What to produce:
Within the data below, count the lines that include the word "handbag". Provide the number and nothing further.

Region pointing data
——

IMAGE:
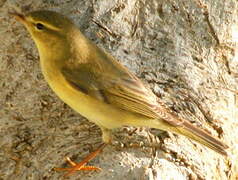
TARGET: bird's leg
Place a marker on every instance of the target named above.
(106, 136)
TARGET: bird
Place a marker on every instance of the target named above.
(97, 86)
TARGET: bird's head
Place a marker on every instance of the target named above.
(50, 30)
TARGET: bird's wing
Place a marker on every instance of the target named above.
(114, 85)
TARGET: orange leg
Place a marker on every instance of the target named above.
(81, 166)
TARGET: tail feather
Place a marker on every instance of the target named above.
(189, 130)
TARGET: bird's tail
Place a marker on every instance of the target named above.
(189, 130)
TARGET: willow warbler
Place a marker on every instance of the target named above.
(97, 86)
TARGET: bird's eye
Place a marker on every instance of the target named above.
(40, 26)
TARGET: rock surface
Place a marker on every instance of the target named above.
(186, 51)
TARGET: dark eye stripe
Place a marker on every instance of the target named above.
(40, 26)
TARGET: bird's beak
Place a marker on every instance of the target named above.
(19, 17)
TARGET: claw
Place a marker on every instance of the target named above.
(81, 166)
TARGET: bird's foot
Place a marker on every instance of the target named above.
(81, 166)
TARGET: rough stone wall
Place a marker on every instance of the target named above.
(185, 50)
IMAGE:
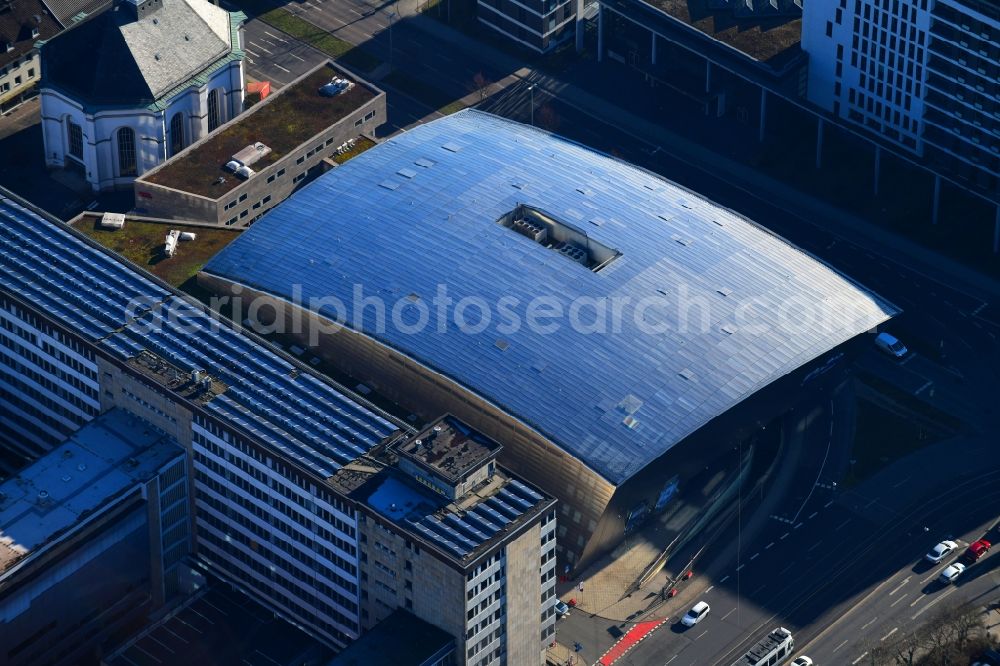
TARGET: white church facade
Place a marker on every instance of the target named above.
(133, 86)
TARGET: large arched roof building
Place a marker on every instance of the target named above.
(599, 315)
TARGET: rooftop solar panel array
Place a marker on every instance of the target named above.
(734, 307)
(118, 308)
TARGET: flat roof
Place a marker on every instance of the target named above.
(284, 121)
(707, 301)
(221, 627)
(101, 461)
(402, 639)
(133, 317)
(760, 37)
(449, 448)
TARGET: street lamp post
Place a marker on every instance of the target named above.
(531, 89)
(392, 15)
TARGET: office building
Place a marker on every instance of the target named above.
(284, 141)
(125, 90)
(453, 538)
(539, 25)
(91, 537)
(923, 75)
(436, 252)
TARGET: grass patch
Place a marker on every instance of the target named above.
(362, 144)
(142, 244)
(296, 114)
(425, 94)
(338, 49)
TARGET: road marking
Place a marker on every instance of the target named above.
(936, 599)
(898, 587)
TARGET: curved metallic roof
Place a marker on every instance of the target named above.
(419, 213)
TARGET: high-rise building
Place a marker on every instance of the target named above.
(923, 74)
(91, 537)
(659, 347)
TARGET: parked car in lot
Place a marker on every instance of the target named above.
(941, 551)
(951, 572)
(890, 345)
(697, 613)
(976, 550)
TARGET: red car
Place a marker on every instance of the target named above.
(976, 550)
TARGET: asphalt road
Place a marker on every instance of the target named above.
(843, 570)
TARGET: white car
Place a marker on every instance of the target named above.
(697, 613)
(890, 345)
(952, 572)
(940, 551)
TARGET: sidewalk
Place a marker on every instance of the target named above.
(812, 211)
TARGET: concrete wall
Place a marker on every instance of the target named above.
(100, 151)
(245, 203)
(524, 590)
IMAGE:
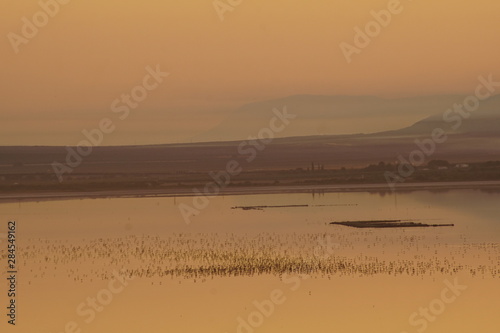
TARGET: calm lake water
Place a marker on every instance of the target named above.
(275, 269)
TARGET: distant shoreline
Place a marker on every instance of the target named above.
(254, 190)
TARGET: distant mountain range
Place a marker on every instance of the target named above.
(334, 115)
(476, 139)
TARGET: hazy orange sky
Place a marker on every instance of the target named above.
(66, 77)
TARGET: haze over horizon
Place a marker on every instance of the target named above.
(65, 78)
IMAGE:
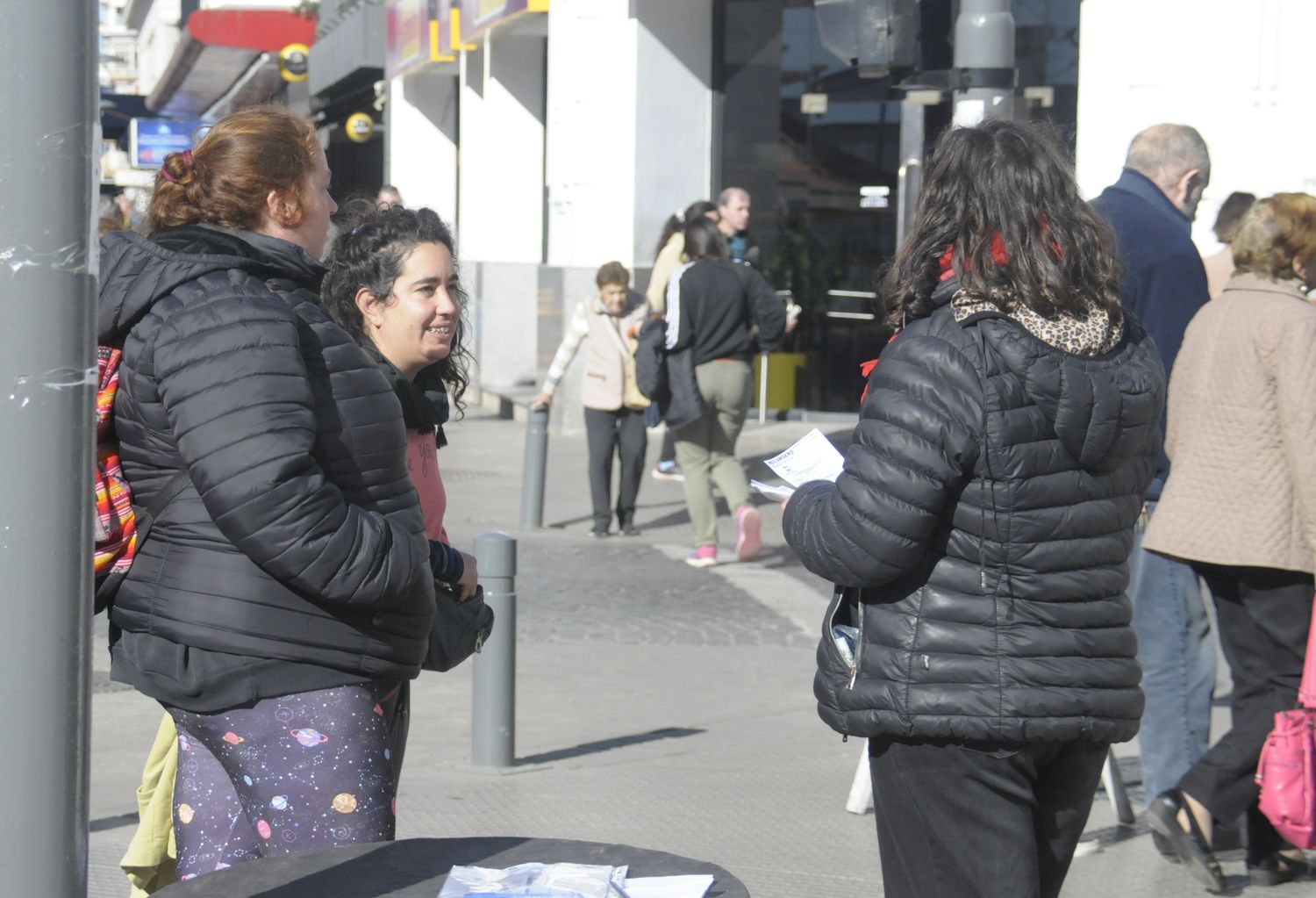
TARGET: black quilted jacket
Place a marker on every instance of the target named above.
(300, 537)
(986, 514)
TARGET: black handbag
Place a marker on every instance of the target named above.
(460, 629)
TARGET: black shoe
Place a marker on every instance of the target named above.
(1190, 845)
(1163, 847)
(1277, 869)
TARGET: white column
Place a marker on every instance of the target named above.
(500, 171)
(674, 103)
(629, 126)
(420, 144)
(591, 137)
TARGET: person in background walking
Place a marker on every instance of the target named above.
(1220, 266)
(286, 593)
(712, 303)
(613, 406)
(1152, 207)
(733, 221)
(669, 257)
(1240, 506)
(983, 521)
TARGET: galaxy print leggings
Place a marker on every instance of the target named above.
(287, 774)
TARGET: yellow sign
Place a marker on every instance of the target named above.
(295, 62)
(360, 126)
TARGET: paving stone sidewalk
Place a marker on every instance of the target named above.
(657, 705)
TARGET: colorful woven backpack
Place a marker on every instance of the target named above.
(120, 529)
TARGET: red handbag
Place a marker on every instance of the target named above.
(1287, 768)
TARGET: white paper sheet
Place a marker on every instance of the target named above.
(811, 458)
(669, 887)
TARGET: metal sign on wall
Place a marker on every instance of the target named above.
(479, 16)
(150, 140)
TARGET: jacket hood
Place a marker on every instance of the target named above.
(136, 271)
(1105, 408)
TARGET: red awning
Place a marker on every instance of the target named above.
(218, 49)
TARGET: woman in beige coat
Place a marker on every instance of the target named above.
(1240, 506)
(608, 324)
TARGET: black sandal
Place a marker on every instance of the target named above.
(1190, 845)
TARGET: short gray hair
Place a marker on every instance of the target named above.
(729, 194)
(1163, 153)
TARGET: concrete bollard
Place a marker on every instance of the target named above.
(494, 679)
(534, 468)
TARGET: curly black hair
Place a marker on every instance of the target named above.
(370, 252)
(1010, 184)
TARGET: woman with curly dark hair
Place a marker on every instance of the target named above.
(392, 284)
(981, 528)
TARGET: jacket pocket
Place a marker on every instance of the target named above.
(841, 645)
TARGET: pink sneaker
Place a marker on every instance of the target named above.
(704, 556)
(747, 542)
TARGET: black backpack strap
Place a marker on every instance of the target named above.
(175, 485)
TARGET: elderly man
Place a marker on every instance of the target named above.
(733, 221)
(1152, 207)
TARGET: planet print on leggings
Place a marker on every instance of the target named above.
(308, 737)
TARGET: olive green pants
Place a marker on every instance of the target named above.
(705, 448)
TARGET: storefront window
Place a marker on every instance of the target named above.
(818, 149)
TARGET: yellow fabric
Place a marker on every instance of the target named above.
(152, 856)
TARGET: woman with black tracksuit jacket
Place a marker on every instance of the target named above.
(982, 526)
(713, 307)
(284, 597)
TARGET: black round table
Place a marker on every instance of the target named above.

——

Exercise output:
2